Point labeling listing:
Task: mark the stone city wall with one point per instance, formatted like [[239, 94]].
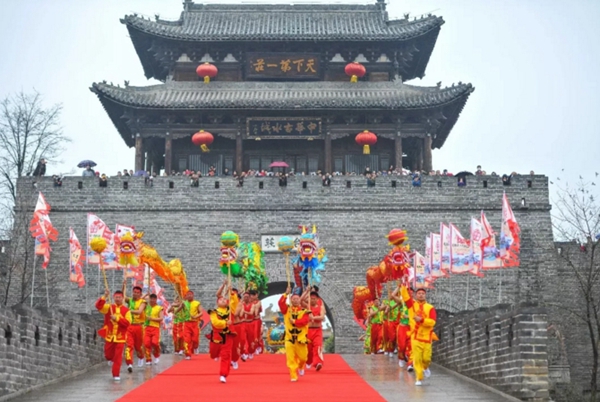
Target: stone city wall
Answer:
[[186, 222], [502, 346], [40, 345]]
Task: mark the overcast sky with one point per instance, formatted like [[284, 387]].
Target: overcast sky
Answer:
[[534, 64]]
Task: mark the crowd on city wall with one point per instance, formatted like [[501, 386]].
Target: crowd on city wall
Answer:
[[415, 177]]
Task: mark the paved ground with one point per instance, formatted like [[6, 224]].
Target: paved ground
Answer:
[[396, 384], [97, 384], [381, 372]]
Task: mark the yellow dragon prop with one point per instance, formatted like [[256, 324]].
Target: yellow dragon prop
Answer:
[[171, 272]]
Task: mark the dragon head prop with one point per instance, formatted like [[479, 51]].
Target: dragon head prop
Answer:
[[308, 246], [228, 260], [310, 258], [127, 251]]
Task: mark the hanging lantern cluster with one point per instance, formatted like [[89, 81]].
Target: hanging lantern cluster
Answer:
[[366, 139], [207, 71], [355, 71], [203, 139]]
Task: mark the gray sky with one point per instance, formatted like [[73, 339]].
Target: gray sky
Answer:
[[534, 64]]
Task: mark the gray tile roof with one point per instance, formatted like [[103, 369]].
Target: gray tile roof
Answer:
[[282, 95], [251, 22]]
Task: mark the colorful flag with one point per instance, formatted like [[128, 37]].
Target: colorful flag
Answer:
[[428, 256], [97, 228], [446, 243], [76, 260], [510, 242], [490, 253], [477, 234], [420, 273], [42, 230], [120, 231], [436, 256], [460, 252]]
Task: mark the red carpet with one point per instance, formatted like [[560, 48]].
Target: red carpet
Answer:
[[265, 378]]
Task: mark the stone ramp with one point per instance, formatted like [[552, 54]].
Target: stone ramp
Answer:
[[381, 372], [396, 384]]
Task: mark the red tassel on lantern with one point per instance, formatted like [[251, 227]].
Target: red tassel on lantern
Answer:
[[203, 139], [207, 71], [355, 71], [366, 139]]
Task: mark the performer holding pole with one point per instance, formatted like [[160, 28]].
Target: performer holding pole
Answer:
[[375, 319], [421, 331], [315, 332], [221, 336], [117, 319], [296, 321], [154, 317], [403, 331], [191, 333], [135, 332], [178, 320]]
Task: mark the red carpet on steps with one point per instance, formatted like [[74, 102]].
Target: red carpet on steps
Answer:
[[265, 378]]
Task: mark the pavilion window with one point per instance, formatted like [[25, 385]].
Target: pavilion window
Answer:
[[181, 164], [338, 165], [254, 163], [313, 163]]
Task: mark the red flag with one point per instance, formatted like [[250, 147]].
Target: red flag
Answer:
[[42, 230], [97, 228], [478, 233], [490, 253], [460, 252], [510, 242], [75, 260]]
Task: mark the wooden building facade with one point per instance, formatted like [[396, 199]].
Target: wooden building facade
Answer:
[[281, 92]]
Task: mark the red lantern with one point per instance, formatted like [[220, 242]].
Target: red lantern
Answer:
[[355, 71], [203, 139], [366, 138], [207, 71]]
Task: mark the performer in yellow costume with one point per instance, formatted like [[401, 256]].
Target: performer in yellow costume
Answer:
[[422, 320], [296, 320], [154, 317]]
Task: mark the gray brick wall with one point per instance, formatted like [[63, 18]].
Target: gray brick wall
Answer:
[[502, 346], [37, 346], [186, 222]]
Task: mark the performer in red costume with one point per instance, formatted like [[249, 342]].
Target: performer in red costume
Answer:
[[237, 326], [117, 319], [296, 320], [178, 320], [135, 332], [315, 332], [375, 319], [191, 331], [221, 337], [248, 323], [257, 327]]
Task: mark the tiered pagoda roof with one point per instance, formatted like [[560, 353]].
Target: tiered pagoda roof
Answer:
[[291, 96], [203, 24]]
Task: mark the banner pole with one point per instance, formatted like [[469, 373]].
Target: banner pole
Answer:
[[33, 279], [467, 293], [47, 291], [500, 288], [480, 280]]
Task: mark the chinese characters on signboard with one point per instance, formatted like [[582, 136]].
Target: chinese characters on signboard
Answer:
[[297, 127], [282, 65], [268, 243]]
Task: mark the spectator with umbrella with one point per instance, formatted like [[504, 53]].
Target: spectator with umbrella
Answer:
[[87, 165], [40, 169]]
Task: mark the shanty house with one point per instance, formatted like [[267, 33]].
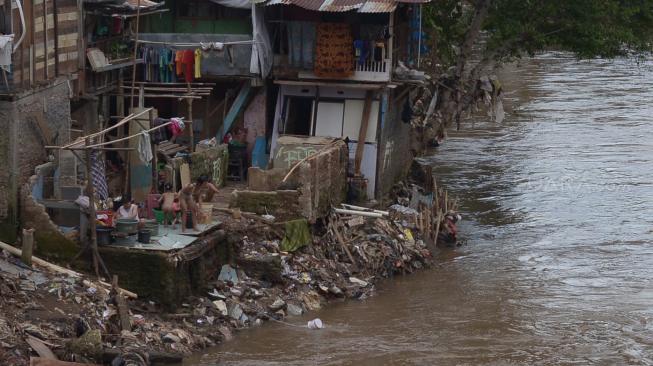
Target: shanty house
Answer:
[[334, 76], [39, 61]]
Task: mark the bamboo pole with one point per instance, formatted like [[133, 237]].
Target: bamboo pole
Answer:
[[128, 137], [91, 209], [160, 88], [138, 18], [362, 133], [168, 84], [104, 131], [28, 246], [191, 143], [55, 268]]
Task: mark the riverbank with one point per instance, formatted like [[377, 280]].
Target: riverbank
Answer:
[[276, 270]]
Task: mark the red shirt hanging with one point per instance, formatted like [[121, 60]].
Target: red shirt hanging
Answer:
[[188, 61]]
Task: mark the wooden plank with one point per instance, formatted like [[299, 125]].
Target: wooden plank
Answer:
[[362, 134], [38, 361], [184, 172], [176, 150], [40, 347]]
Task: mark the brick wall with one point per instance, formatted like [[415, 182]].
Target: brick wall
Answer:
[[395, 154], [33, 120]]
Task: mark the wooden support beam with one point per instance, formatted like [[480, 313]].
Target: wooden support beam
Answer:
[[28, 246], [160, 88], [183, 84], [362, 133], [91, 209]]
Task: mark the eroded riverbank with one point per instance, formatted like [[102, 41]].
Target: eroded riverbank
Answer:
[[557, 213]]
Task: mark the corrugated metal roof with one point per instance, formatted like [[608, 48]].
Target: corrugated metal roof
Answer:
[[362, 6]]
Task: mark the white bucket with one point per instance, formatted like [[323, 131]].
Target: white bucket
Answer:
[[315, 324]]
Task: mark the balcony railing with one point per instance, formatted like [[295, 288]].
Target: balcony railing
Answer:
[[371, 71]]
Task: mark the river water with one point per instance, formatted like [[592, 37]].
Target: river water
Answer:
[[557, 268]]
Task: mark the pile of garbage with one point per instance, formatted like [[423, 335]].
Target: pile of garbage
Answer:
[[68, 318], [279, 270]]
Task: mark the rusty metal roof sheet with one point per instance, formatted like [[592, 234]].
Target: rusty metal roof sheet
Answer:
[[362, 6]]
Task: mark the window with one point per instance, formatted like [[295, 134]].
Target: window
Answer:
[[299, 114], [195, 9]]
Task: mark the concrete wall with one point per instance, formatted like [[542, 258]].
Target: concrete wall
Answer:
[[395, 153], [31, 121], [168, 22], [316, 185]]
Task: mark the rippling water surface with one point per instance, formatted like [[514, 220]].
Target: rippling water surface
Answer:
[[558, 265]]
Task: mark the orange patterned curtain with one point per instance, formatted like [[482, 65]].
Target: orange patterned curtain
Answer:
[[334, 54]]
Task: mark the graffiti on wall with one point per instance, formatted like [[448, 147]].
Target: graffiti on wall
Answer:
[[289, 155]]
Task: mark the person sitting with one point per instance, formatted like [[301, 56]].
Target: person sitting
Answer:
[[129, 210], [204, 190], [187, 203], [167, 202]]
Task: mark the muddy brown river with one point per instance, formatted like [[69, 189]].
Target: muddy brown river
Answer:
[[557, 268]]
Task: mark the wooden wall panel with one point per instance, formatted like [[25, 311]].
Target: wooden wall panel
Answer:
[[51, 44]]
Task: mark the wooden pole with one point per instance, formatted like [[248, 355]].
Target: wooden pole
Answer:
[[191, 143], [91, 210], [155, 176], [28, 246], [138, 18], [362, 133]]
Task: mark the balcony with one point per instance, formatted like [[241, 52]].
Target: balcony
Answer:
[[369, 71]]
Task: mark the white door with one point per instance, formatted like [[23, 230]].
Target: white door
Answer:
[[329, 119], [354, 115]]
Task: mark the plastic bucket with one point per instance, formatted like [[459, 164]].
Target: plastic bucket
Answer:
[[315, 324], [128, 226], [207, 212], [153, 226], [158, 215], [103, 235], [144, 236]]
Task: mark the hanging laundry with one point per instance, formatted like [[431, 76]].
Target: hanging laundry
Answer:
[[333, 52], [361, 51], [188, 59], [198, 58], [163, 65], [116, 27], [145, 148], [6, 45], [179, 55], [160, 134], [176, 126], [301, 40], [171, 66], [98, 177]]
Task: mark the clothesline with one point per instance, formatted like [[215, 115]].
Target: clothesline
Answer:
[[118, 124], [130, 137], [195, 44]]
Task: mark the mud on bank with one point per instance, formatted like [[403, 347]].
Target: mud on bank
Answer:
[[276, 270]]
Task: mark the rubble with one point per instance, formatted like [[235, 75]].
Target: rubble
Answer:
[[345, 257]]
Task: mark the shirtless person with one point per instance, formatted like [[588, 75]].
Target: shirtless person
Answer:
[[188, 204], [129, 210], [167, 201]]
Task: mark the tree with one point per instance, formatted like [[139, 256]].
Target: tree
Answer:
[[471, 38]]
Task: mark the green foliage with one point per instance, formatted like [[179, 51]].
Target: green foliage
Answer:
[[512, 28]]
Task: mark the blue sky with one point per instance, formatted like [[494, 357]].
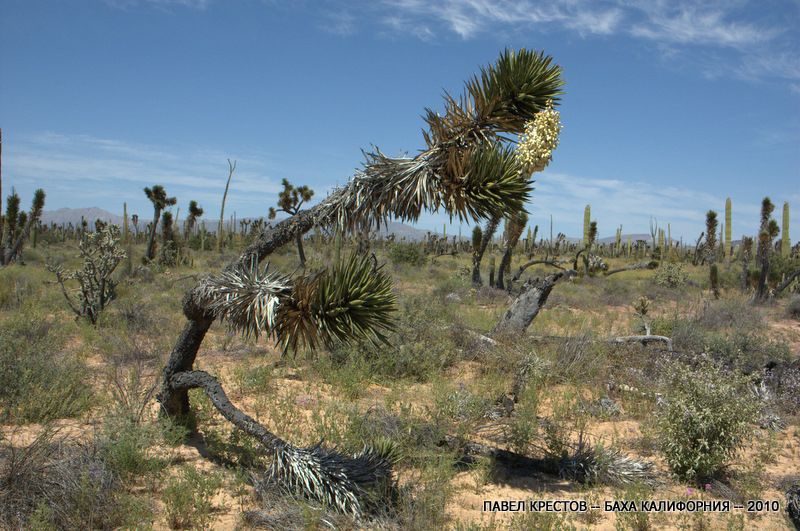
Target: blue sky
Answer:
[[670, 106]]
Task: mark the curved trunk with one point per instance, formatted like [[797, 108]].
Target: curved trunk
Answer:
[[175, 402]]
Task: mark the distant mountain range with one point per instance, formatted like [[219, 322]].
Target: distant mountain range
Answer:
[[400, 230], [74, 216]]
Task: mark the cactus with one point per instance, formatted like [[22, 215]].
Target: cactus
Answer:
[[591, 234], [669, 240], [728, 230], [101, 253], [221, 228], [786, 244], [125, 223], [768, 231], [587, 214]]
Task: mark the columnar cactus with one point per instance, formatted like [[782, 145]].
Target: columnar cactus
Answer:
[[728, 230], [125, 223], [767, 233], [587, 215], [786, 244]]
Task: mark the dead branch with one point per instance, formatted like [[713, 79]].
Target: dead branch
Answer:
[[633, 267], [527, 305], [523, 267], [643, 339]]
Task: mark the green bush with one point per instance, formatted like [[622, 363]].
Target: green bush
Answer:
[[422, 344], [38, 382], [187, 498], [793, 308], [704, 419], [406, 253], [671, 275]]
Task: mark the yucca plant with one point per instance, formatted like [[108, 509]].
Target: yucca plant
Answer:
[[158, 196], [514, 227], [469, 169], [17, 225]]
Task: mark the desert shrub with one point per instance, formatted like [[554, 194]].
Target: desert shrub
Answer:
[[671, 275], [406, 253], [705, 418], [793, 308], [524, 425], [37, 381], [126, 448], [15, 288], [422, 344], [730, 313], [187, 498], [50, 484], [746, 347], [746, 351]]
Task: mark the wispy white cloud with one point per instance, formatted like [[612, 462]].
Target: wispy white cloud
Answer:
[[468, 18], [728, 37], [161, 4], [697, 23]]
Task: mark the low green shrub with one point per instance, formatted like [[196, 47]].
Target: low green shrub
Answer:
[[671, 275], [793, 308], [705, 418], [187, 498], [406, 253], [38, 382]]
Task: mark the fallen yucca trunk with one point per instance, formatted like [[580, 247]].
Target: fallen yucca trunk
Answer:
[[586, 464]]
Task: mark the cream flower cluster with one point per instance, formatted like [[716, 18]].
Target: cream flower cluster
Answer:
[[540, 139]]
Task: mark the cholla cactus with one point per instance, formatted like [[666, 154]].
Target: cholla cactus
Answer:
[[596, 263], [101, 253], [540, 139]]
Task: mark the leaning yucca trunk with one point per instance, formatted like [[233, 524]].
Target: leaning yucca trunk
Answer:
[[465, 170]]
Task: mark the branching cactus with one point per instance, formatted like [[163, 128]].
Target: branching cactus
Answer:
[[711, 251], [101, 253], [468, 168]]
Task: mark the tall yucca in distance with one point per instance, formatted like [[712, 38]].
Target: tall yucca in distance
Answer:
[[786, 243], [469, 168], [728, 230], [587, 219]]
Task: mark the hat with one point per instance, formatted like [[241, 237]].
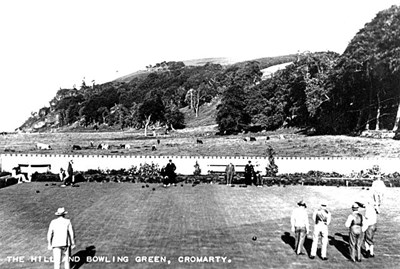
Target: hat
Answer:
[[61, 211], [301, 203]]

*What you should do*
Copy out the listing lines without any changes, beginning at the line containing "Task: mark the pile" and ending with the line containing "66], [98, 177]]", both included.

*Response for this exercise*
Task: mark the pile of garbage with one point per instance, formatted like [[423, 335]].
Target: pile of garbage
Answer:
[[68, 318], [279, 270]]
Task: mark the rusty metal roof sheet with one point per instance, formatted like [[592, 234]].
Target: rusty metal roof sheet
Answer:
[[362, 6]]
Task: mark the window with one point per instance, formatted like [[295, 134]].
Target: window
Answer:
[[299, 114], [195, 9]]
Task: mark the concrete wall with one point per instance, formatted like [[542, 258]].
Target: concrete wall
Answer:
[[395, 153], [31, 121], [168, 22], [316, 185]]
Task: mark the rippling water surface with one point per instance, formatted like [[514, 220]].
Target: rippling water surface
Answer:
[[558, 265]]
Task: mark the orange patterned curtain with one point per instance, formatted like [[482, 65]].
Target: orange patterned curtain
Answer:
[[334, 54]]
Task: mark the graffiti on wall with one point per instance, formatted like [[448, 147]].
Target: graffiti on wall
Answer:
[[289, 155]]
Task: mark the person sitting with one point per instance, formatted like [[301, 56]].
Target: person sitting
Answer:
[[129, 210], [204, 190], [187, 203], [167, 202]]
Task: mark the muddy brown river with one point per instance, formatted like [[69, 189]].
Target: muddy brown river
Answer:
[[557, 268]]
Task: mark the wooden wall panel with one point per instance, formatted like [[25, 311]].
Target: wooden wall panel
Answer:
[[51, 44]]
Task: mark the wooden pole with one point per instance, formatted like [[248, 355]].
Target: wooden pole
Answer:
[[191, 143], [91, 210], [155, 176], [28, 246], [138, 18], [362, 133]]
Task: mark the balcony with one point per instance, formatted like [[241, 52]].
Target: balcony
Answer:
[[369, 71]]
Task: mark the white door with one point per instance, formatted like [[23, 230]].
Target: white door
Answer:
[[329, 119], [354, 115]]
Task: mark the plastic bucket with one point per instance, formatted like [[459, 164]].
Target: plastic bucket
Answer:
[[315, 324], [128, 226], [207, 212], [153, 226], [158, 215], [103, 235], [144, 236]]
Task: mark the hanging laundry with one point per instance, formatted like [[431, 76]].
Target: hanging laundry
Answer:
[[333, 52], [361, 51], [188, 59], [198, 58], [163, 65], [116, 27], [145, 148], [6, 45], [179, 55], [160, 134], [176, 126], [301, 40], [171, 66], [98, 177]]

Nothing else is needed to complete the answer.